*EXERCISE*
Only the lines from the line holding "Each instance receives one point. Mark the framed" to the last line should be output, each exactly as given.

*GIVEN DATA*
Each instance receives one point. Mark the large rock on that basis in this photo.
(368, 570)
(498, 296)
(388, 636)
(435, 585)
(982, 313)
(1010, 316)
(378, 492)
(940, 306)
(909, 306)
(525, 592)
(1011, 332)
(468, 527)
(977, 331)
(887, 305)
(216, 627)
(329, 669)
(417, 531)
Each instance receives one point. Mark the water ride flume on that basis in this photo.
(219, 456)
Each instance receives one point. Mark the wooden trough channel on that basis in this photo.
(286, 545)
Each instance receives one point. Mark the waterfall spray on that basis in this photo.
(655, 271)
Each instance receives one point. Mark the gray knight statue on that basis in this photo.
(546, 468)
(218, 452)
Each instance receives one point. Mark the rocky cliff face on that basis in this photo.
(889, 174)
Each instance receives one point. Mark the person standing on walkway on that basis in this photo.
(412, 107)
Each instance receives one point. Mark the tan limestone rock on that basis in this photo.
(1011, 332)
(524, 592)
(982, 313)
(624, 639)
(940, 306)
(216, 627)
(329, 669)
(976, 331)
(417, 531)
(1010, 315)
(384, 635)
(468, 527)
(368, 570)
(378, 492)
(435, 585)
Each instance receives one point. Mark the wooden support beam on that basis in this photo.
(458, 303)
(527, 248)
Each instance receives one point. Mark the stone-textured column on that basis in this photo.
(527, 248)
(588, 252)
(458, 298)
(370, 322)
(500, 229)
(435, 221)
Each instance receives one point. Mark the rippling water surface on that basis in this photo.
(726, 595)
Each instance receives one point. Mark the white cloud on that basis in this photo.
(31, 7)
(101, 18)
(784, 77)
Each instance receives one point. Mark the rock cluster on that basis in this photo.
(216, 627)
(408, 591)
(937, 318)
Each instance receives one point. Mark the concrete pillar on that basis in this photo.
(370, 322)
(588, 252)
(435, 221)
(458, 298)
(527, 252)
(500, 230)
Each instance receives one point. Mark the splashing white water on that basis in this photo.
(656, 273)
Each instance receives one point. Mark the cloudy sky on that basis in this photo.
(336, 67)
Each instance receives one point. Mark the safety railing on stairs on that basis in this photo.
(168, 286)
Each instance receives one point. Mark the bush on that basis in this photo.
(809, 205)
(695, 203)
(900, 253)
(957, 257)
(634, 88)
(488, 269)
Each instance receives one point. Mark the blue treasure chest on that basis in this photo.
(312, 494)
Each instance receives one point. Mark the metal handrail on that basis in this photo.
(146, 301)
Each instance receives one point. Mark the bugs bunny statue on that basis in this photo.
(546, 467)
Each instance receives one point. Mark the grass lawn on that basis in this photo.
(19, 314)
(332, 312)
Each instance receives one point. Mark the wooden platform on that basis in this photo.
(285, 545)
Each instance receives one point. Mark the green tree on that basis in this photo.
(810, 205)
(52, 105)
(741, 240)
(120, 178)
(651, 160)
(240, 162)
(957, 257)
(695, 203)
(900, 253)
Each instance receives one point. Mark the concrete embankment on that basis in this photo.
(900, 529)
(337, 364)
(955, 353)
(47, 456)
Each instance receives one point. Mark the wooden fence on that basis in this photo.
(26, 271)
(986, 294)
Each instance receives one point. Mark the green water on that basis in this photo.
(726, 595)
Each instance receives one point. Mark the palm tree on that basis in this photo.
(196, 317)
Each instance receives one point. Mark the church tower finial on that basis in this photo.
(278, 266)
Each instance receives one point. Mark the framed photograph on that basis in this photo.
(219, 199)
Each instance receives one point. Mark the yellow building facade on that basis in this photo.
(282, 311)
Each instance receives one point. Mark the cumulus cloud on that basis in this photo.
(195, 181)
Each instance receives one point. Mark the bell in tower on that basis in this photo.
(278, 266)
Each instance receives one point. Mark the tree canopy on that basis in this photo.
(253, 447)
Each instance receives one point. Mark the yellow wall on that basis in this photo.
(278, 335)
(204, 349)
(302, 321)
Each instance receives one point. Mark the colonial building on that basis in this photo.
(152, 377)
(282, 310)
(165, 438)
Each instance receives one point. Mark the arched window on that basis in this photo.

*RESPONSE*
Each instance receives one point. Mark the framed photograph on that basis in this photo.
(219, 199)
Each instance receives one point. Mark the yellow building facade on that basis in this photo.
(282, 311)
Each instance receives one point. Mark the cumulus cloud on that basis in this photo.
(195, 181)
Each instance receives one point. Mark the bell in tower on that basis in this photo.
(278, 266)
Each instance receives one point. Mark the tree canopy on that basis in this photo.
(253, 447)
Each instance receives one point. Mark the yellow wall on that basis in this photo.
(278, 335)
(204, 349)
(302, 321)
Each instance receives one point. Mark the colonial building on that basis in this photo.
(152, 377)
(282, 310)
(165, 438)
Each instance receives one point. Mark the arched window on that basis in this photo.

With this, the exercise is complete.